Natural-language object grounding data
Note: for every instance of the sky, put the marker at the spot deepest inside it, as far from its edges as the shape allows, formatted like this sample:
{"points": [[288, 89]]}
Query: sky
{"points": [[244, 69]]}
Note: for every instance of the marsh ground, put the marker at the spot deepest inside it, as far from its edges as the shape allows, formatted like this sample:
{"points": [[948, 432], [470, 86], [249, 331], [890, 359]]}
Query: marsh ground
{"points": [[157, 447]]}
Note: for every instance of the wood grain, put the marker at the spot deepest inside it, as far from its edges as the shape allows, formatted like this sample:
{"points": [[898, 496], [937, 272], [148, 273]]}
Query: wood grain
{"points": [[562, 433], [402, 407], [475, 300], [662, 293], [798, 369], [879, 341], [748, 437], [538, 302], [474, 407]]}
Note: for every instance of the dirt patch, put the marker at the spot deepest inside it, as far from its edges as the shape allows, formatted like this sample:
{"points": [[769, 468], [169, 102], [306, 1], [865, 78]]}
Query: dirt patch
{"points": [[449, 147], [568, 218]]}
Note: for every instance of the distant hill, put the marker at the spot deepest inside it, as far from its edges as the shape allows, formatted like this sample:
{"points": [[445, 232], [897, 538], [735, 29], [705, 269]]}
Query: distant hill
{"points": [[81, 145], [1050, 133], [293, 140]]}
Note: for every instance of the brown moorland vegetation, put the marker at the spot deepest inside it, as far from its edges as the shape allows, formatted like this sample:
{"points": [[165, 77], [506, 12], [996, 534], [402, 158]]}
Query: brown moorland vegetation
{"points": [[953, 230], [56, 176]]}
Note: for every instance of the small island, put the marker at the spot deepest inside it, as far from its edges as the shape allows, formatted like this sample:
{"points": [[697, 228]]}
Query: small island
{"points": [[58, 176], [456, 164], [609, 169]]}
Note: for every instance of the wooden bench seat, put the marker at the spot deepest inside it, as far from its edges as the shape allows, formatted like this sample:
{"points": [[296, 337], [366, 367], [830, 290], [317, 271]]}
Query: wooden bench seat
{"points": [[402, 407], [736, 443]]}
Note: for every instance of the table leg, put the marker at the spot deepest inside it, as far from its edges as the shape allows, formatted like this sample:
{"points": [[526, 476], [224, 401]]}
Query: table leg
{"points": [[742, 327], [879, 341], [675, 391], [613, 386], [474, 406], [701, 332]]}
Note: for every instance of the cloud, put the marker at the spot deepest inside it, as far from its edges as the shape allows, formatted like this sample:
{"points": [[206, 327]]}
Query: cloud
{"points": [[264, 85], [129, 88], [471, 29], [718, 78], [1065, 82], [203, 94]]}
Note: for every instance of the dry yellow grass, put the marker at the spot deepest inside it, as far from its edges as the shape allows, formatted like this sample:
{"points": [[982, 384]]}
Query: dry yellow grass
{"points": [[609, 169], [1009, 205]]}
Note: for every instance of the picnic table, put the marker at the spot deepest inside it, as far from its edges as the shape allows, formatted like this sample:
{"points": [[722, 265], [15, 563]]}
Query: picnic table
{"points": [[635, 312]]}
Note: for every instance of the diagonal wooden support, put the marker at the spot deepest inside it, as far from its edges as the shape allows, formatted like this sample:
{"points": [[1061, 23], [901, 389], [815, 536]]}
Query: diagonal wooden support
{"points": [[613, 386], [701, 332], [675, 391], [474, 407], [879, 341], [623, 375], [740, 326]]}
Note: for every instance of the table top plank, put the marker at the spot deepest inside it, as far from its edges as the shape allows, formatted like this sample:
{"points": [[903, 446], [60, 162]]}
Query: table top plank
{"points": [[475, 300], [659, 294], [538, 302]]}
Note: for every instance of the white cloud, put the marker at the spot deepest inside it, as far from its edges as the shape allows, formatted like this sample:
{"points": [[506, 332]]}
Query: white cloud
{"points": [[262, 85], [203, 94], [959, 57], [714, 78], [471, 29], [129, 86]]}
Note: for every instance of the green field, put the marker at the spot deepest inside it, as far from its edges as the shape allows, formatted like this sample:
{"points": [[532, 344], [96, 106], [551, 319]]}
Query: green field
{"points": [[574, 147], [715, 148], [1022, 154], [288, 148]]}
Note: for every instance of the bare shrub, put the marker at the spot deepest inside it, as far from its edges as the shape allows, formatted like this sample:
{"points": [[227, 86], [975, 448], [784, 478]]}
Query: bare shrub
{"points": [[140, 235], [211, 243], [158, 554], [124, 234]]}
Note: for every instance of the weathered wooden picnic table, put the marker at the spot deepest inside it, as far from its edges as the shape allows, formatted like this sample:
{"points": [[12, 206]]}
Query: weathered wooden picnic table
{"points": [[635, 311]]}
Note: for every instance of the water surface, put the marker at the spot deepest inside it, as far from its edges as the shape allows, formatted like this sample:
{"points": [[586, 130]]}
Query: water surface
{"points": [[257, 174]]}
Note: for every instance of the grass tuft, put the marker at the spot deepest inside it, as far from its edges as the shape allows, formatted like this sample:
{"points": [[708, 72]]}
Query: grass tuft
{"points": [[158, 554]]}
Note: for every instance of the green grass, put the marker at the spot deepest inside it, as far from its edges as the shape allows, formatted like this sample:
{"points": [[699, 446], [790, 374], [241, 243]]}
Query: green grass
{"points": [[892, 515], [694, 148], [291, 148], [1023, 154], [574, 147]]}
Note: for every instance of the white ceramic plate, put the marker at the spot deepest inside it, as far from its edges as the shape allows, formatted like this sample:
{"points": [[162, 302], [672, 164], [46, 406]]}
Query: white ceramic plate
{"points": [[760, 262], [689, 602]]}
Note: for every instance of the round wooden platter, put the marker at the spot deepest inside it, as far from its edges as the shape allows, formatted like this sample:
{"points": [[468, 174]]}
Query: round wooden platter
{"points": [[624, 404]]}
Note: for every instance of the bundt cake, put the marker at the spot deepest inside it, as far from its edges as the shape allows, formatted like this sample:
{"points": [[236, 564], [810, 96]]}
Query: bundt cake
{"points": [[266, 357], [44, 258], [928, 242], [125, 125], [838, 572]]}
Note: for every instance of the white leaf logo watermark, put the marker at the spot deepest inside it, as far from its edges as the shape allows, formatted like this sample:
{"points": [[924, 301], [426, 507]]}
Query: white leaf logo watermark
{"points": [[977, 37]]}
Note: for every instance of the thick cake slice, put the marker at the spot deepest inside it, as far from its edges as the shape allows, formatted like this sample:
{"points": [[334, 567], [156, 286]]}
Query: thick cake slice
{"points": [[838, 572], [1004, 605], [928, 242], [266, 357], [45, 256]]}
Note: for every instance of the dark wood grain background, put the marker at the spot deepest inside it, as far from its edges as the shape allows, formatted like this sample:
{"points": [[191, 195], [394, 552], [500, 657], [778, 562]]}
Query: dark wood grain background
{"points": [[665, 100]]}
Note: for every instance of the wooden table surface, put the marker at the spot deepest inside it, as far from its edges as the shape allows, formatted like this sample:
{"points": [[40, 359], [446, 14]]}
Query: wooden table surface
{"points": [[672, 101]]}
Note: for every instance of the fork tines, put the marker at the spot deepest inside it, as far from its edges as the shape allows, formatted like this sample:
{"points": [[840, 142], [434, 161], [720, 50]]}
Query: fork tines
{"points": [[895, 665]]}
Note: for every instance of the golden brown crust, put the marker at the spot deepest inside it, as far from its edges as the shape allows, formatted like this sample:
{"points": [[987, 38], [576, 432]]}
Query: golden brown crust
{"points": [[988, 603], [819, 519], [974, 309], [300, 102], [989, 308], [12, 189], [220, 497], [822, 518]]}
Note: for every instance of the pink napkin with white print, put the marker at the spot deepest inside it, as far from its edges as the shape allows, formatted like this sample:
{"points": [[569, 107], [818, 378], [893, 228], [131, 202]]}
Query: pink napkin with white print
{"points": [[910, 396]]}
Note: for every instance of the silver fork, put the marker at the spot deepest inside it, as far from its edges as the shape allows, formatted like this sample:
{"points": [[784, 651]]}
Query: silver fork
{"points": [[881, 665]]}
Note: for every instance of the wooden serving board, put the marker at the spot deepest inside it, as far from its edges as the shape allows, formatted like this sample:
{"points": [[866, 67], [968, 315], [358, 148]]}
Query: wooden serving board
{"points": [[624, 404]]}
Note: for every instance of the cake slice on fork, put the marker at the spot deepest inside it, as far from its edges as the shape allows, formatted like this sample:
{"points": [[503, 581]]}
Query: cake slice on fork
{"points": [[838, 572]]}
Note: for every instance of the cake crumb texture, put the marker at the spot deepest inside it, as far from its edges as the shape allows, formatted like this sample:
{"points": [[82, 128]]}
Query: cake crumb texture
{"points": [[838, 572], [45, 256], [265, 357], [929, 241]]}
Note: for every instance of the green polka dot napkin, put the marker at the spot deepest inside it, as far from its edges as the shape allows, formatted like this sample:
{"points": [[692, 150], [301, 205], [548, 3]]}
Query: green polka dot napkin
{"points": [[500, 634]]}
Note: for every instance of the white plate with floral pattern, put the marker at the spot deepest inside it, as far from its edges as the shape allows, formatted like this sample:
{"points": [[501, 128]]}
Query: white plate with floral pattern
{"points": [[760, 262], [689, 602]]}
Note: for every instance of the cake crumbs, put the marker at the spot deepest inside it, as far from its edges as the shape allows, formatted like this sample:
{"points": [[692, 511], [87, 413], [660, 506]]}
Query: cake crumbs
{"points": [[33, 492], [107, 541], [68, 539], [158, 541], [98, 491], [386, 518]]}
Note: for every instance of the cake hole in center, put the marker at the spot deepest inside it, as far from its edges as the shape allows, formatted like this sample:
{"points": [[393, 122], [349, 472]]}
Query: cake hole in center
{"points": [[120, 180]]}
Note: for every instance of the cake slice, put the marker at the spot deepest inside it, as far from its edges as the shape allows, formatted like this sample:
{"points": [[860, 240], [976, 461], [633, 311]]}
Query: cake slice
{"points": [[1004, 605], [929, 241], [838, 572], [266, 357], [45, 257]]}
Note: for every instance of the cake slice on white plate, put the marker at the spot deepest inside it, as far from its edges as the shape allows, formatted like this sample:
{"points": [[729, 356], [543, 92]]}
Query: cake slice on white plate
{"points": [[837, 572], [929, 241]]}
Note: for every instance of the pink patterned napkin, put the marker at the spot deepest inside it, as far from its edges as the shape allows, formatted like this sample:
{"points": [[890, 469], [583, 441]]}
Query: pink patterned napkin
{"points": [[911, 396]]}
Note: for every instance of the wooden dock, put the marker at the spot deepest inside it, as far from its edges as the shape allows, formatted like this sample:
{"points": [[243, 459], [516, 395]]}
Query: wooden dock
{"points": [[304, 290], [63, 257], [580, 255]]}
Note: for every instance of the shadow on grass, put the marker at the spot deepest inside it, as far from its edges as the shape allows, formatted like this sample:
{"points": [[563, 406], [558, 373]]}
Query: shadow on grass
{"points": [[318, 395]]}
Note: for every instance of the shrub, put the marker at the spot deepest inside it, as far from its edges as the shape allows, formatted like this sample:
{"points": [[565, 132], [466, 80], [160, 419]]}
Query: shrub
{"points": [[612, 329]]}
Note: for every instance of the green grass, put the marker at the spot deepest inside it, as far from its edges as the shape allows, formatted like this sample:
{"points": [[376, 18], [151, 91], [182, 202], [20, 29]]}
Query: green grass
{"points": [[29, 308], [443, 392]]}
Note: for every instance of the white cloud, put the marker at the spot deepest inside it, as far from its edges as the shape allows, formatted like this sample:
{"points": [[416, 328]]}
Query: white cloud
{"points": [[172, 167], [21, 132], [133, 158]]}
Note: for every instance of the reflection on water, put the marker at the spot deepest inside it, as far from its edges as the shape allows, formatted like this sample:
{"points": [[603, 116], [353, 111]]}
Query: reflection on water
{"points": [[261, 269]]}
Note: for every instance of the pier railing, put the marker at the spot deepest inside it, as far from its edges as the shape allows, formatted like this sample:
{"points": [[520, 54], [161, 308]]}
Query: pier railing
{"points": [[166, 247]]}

◆ **WHAT YOU ARE ASKED TO DO**
An exact copy of the data is needed, running from its first line through the line that holds "Note: for every instance of the dirt", and nothing beyond that.

◆ **TASK OUTPUT**
Note: for every instance of the sky, put the marker at the spot deepest inside it, as far from its edges as the shape allows, formatted like this sample:
{"points": [[288, 89]]}
Query: sky
{"points": [[244, 69]]}
Note: for every instance of the marsh ground, put the marker at the spot deepest inside it, as far from its edges as the shape allows, formatted like this sample:
{"points": [[948, 432], [470, 86], [249, 331], [890, 359]]}
Query: marsh ground
{"points": [[157, 447]]}
Note: for every instance of the wood grain, put the marker at the spot deepest inside it, as far from its edges as the shape allows, formatted like this sample:
{"points": [[898, 496], [937, 272], [148, 273]]}
Query: wood grain
{"points": [[562, 433], [402, 407], [475, 300], [662, 293], [798, 369], [879, 341], [748, 437], [538, 302], [474, 407]]}
Note: for every instance of the dirt patch, put the marker at the spot deepest inside it, as far from its edges as the shape allows, formatted like this sample:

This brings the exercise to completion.